▸ **Yazılı talimat A**: Kayıtların en başından "Please outline every instance of the belt." ifadesini içeren satıra kadar, o satır da dahil olmak üzere, bütün satırları hiç değiştirmeden çıktı olarak ver.

▸ **Seçilen metin**:

20 Haziran 2013 Perşembe

they don't..


Bugün, bana kalsa asla gitmeyeceğim bir yere sürüklendim. İçten içe gitmem gerektiğini biliyordum ancak kendimi odamdan dışarı atacak seviyeye bir türlü getiremiyordum. İçerde kaldıkça başka şeylerle oyalanıyor ve unutuyordum. Her ne kadar insanlar beni görmek istediklerini ve buluşmak istediklerini söyleseler de onlara inanmıyorum. Bu iç güvensizlik nerden geliyor çok belli ve kimsenin beni görmek isteyeceğine inanasım gelmiyor. Belki de, en çok görmek istemesini istediğim kişinin görmek isteyeceği son kişi olmamdan kaynaklanıyor. Belki, artık fantr devrinin tamamen bitmesinden ve ordaki herkesin parmak uçlarımdan kayıp gitmesinden. Hiçbir zaman istendiğime inanmayan ben, tabi kii ilk yazan taraf olamazdı. Ve tabi kii insanlar isteksiz görünen ama sadece güvensiz birine sürekli yazmaktan sıkılabilirlerdi. Kendilerine yeni ilgi alanları ve yeni kişiler bulabilirlerdi. Ve ben tabi kii hepsinin farkında olup da birşeyler yapamıyor olabilirim. Uzun bir yoldan geldim ve aklımda sadece pinkin o güzel sesi dönüp duruyor.
Bazen gece, uyuyamazken birden sol tarafıma dönüyorum daha önce hayatımda kurmadığım, duymadığım saçma sapan cümleler kurup tekrar uyumaya çalışıyorum. Çoğu yaz gecesi saat 3'ü geçmişken kendimi yatağımdan fırlarken buluyorum ve sabah okuduklarımı hatırlamayacak olmama rağmen kitap okumaya başlıyorum ve günün ilk ışıkları görünene dek, kitabın son sayfası içime işleyene dek okuyorum, okuyorum. Aslında ben asırlardır doğru düzgün kitap okuyamıyorum. Asırlardır duştan sonra imkansız gerilen yüzüm için mükemmel kremi arıyorum, asırlardır ertesi gün soyulmayan mükemmel siyah ojeyi arıyorum ama süremiyorum.

▸ **Sağlanan bilgiler**:
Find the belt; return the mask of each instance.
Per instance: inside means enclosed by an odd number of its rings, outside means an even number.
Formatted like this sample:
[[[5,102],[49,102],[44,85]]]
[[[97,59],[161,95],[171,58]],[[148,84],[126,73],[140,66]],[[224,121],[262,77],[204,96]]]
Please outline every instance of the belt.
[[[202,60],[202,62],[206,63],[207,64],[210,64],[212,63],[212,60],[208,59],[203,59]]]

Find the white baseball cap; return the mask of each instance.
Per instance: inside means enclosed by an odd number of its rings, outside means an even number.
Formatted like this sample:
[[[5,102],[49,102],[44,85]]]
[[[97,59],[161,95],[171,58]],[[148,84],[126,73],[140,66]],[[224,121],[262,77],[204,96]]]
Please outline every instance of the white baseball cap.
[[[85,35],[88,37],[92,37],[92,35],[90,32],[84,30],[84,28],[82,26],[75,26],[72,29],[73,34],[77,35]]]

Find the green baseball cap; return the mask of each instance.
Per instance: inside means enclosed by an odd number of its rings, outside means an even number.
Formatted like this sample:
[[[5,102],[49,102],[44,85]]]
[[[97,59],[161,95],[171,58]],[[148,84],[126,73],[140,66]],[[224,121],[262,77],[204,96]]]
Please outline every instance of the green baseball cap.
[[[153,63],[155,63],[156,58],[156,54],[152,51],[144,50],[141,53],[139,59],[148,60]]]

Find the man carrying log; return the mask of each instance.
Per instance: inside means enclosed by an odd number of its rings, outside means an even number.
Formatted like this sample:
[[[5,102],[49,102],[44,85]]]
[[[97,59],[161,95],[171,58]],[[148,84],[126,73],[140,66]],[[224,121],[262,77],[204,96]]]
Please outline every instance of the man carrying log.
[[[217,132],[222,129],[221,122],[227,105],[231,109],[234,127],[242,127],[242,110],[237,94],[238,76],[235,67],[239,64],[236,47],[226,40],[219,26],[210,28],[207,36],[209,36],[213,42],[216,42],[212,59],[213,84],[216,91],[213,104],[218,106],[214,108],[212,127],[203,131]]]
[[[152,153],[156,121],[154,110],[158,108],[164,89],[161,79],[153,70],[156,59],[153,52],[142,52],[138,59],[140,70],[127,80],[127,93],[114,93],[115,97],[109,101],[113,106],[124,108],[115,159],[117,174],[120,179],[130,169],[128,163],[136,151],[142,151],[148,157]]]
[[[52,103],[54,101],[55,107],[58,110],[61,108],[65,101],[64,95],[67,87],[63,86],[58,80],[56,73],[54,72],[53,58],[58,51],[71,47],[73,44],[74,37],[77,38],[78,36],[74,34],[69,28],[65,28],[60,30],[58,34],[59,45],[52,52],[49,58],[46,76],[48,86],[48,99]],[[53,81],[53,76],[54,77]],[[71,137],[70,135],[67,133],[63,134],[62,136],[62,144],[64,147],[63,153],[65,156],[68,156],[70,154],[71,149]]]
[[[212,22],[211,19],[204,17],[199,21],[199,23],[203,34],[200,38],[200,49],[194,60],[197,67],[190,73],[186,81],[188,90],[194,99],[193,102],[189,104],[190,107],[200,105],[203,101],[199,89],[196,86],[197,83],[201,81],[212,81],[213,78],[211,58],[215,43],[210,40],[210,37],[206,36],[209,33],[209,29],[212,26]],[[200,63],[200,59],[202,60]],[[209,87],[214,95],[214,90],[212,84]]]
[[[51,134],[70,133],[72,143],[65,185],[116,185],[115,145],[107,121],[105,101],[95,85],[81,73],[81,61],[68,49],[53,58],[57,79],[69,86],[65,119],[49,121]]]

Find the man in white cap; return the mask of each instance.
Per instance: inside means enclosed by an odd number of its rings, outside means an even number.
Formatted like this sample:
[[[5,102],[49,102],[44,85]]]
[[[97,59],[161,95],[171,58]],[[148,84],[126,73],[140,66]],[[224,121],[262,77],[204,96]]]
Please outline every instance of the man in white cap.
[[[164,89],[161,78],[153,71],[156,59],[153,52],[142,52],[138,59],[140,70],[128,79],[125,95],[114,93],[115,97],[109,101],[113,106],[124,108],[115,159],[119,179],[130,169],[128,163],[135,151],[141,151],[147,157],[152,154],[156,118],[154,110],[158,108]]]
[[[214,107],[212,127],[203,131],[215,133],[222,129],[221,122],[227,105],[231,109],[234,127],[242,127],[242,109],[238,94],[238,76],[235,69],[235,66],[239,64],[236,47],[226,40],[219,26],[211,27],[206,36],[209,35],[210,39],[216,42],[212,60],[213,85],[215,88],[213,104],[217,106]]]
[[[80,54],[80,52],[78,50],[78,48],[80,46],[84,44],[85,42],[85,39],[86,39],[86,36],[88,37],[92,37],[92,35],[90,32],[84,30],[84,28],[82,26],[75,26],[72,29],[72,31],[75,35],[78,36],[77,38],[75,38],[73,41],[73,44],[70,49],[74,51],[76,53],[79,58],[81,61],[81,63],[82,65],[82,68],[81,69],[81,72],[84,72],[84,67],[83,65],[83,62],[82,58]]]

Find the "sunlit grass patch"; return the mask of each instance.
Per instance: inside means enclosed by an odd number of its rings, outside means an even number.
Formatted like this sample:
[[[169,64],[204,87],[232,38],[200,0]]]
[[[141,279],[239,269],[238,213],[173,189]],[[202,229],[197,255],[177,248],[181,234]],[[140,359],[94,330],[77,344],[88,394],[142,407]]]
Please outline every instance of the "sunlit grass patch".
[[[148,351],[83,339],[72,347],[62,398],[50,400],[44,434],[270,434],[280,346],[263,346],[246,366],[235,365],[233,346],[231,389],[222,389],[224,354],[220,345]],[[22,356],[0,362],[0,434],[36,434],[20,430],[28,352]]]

▸ **Yazılı talimat B**: Günlük yazısındaki "Bazen gece, uyuyamazken" ile "arıyorum ama süremiyorum." arasındaki bölümü, iki uç da dahil olmak üzere, birebir aynı biçimde geri döndür.

▸ **Görev yanıtı A**:
Find the belt; return the mask of each instance.
Per instance: inside means enclosed by an odd number of its rings, outside means an even number.
Formatted like this sample:
[[[5,102],[49,102],[44,85]]]
[[[97,59],[161,95],[171,58]],[[148,84],[126,73],[140,66]],[[224,121],[262,77],[204,96]]]
Please outline every instance of the belt.

▸ **Görev yanıtı B**:
Bazen gece, uyuyamazken birden sol tarafıma dönüyorum daha önce hayatımda kurmadığım, duymadığım saçma sapan cümleler kurup tekrar uyumaya çalışıyorum. Çoğu yaz gecesi saat 3'ü geçmişken kendimi yatağımdan fırlarken buluyorum ve sabah okuduklarımı hatırlamayacak olmama rağmen kitap okumaya başlıyorum ve günün ilk ışıkları görünene dek, kitabın son sayfası içime işleyene dek okuyorum, okuyorum. Aslında ben asırlardır doğru düzgün kitap okuyamıyorum. Asırlardır duştan sonra imkansız gerilen yüzüm için mükemmel kremi arıyorum, asırlardır ertesi gün soyulmayan mükemmel siyah ojeyi arıyorum ama süremiyorum.